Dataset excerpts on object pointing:
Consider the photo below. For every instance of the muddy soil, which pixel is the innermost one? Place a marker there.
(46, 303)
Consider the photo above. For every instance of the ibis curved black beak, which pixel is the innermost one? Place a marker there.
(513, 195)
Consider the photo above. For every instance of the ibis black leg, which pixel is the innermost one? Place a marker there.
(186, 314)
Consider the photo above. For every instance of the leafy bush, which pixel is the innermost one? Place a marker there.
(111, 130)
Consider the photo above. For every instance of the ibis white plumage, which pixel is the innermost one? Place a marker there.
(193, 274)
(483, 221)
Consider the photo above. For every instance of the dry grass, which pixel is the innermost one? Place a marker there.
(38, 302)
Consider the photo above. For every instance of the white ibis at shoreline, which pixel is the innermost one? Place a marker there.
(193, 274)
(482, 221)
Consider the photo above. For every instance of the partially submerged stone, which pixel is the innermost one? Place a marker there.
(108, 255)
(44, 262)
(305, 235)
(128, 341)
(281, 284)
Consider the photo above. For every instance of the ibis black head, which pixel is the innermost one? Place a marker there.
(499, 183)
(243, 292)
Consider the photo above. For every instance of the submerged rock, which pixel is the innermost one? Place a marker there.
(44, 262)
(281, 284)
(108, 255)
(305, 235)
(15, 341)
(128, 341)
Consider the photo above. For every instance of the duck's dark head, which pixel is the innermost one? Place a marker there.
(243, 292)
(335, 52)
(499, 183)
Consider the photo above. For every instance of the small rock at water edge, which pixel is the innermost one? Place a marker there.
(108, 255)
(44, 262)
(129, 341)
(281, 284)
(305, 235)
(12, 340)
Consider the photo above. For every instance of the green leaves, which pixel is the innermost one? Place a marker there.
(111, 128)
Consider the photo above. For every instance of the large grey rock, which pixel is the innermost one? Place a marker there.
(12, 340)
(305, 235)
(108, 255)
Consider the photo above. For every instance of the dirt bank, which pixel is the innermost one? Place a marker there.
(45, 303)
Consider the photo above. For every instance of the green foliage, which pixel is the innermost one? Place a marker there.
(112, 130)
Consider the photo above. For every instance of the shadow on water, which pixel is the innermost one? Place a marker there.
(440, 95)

● **Your goal**:
Copy out the records word for word, from the line with "green leaves, which" through the end of the records, including both of those lines.

● **Solution for this problem**:
Consider the photo above. For every instance of the green leaves, which pixel is the innermost one? Place a marker there.
(111, 128)
Consider the photo above. For every instance of the large grey rock, which pixel is the innermost one? Place a marker there.
(12, 340)
(305, 235)
(108, 255)
Consider the photo above. For every instance of the dirt bank, which pixel is the innermost one? Place a marker there.
(45, 303)
Consider the photo above. For every instance of the green foliage, which pixel is the innermost one? Place a marker there.
(112, 130)
Consider the photo above. For every instance of the shadow on water, which pixel is the innermost one? Place a marker there.
(440, 95)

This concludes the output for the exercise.